* **What is needed**:
Carry forward the forum post below on Wikipedia dump uploads to Archive.org and measuring a dump's decompressed size, beginning immediately after its final sentence.

* **Supplied passage**:

>> begin

Firstly; Could anybody with write access to the wikimediadownloads and wikicollections collections on Archive.org please propose or add the following Archive.org articles to them:
- wikipedia-20250601-de-pages-articles-index
- wikipedia-20250601-de-pages-articles
- wikipedia-20250601-es-pages-articles-index
- wikipedia-20250601-es-pages-articles
- wikipedia-20250601-fr-pages-articles-index
- wikipedia-20250601-fr-pages-articles
Secondly; Seeing that a lot of people seem to want to know the decompressed size of the dumps (Information I've added to the Data dump torrents page where I have been able) there is a shell command that can achieve this without having to extract the entire file to disk. On Linux and MacOS computers which support bzip2 and dd, the following command may be used:
- bzip2 -dc ./pages-articles-multistream.xml.bz2 | dd bs=1048576 iflag=fullblock of=/dev/null
This has the effect of decompressing the file into a memory buffer, passing it through the dd utility which counts the amount of uncompressed data that has been extracted by bzip2 (In this case; In 1MiB blocks) before discarding the extracted data. The output (Which may take a long time to be produced) will give the decompressed size of the file in real megabytes minus one.

>> end

* **Supplied data**:

>> begin

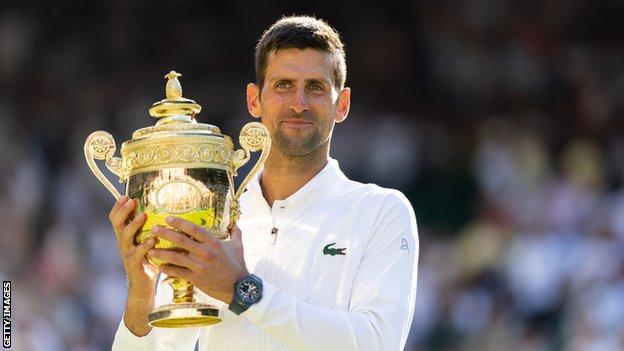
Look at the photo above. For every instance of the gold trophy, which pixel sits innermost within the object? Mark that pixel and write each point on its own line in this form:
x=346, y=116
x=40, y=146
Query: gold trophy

>> end

* **Output for this task**:
(i.e: An output of 20301 records will be 20,302MiB in size. The presence of a +1 in the record count shows the number of incomplete records - Almost always 0 or 1 - And any number higher than one may indicate a damaged or failing storage device.)
Thankyou :-)
ᛒᚱᛟᚴᛂᚾ ᚢᛁᚴᛁᚾᚷ (Broken Viking|T·C) 12:59, 10 June 2025 (UTC)
(A long-time Wikipedia user, but who lost access to his original account many years ago. A curse on passwords! :-)